= BAGIAN TEKS =

====================

Apa sebenarnya pandangan, visi dan pendirian filosofis kaum anarkis? Anarkisme mengambil berbagai bentuk dan spektrum, yakni dari Anarkisme aliran kiri dan eskrim kiri, maupun anarkisme aliran kanan bahkan sampai anarkisme ekstrem kanan yang berwatak individualistik. Meskipun anarkisme kelihatannya berakar pada paham kebebasan individual yang liberal, namun lokasi konflik pahamnya justru pada pada titik yang terletak antara negara dan masyarakat. Meskipun terdapat berbagai aliran pemikiran kaum narkisme dalam berpendirian terhadap lokasi konflik negara-masyarakat tersebut. Namun pendirian pendirian mereka sesungguhnya secara sederhana dapat dikatagorikan kedalam Anarki individualistik dan anarki sosialistik. Anarki Individualistik berangkat dari cita cita kebabasan individual, serta berpangkal juga dari kedaulatan individual atas pemilikan harta dan kekayaan pribadi, serta pemilikan privat. Dengan demikian arah anarki individualis ini adalah suatu bentuk dari anarki kapitalisme. Sementara anarki kiri yang berwatak sosialistik justru berangkat dari penolakan kekayaan pribadi dan negara yang menurut mereka sebagai sumber penyebab dari ketidakadilan sosial. Golongan anarki ini justru berpendirian perlunya pembatasan kekuasaan dan keperkasaan negara atas individu dalam kelompok kelompok masyarakat. Pendek kata paham ini adalah perkawinan antara paham bercorak liberalistik dan sosialisme. Itulah mereka juga disebut sebagai Sosialisme Libertarian.

====================

= BARIS TERSIMPAN =
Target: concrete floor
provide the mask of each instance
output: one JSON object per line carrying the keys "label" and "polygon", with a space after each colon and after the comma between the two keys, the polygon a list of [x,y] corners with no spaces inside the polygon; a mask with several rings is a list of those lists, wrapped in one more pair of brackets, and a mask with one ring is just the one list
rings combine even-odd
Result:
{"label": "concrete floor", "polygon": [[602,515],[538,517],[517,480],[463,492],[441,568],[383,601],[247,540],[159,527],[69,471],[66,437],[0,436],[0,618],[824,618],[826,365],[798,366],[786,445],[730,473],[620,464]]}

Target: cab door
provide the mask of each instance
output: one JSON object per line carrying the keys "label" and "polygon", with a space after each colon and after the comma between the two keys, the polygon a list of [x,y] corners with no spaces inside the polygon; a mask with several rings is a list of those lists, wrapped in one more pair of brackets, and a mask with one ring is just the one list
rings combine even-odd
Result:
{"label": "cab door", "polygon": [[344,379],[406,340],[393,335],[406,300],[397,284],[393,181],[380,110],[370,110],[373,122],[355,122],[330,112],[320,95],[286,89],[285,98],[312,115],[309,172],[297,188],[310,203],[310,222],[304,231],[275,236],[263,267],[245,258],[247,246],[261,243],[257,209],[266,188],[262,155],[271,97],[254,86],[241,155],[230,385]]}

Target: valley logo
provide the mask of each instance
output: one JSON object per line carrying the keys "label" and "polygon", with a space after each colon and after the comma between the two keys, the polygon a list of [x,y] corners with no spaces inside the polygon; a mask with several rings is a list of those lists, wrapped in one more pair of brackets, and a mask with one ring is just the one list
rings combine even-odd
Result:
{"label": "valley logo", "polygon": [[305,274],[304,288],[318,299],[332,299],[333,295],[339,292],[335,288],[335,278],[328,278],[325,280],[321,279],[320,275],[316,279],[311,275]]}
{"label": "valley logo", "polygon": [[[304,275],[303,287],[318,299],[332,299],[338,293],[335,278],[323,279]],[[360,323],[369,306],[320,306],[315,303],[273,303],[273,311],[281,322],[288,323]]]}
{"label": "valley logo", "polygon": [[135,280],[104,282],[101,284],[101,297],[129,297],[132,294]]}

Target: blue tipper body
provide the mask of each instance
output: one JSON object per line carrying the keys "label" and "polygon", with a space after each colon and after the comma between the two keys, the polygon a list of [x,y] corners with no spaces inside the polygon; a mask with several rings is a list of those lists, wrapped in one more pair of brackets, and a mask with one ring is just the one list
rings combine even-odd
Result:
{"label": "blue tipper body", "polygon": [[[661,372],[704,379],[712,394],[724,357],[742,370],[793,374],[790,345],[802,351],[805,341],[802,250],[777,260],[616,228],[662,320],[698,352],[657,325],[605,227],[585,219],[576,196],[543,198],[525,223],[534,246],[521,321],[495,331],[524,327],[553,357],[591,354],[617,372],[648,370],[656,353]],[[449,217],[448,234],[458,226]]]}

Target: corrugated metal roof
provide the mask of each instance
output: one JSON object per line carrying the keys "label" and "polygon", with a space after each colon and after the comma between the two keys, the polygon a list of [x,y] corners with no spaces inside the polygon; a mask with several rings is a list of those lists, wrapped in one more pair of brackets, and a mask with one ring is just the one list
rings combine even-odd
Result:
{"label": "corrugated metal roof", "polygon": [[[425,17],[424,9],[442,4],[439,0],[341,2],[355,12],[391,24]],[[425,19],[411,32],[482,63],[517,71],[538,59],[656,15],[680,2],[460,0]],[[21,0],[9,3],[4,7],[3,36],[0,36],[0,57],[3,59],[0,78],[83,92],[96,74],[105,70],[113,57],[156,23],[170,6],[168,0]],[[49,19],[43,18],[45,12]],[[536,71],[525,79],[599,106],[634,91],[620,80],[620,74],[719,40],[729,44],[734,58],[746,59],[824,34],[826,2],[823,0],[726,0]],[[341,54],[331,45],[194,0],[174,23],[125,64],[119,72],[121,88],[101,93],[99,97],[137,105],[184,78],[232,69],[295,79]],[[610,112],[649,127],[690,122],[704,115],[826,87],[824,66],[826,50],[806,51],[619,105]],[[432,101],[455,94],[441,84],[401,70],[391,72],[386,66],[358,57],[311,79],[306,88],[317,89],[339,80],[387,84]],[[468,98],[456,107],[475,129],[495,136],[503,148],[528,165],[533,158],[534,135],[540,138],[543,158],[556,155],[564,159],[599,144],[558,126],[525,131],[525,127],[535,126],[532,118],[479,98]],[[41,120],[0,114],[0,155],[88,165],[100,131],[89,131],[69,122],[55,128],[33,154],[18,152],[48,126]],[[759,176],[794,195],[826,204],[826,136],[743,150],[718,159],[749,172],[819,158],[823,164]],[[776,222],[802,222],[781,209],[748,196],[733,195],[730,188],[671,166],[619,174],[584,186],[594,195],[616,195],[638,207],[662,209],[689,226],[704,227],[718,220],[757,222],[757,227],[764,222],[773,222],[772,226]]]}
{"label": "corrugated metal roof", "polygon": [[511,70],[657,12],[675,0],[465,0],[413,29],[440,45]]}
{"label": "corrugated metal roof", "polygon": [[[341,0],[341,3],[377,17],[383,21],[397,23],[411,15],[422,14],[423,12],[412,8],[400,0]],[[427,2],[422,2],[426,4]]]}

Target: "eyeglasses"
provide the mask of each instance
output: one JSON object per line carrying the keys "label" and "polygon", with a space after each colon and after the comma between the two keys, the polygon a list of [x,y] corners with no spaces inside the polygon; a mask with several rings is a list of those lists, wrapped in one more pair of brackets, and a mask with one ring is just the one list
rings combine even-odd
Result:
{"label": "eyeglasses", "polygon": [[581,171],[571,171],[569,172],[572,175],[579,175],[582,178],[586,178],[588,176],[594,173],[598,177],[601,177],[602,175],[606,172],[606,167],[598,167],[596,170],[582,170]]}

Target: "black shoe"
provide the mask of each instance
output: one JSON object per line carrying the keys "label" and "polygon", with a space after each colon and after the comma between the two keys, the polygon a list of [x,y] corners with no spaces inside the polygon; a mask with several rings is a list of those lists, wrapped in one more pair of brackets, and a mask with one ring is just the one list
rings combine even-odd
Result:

====================

= PERINTAH TUGAS =
Lanjutkan uraian tentang anarkisme mulai setelah kalimat terakhirnya.

= JAWABAN =
Kalau kita telaah perkembangan pemikiran dan gerakannya, Anarkisme sudah lama sekali berkembang dan pemikiran tersebut masing berkembang hingga saat ini dengan nama, gaya dan bentuk yang berbeda-beda. Meskipun sudah lama berkembang, misalnya William Godwin (1756-1836) telah melontarkan gagasan yang diduga menjadi inspirasi paham Kooperasi sosialis model Owen, namun membincangkan paham anarkisme tidak dapat melupakan bagitu saja tokoh pemikir Proudhon yang pada dasarnyaa mengadaaopsi gagaan koperasi sosialis. Dia melihat bahka kekuasaan negara dan kekuasaan Modal adalah sinonim, sehingga mustahil baginya menggunakan negara untuk memperjuangan kaum proletar. Belakangan Bakunin melanjutkan gagasan tersebut, bedanya Bakunin menempuh jalan pengambilalihan secara revolusioner dan kekerasan untuk membangun kolektivisme. Peter Kropotkin salah seorang pengikutnya Bakunin melanjutkan gagasan tersebut secara lebih komunistik, yakni dengan menganjurkan gagasan “segala sesuatu milik setiap orang, dan pembagian didasarkan pada kebutuhan tertentu masing-masing.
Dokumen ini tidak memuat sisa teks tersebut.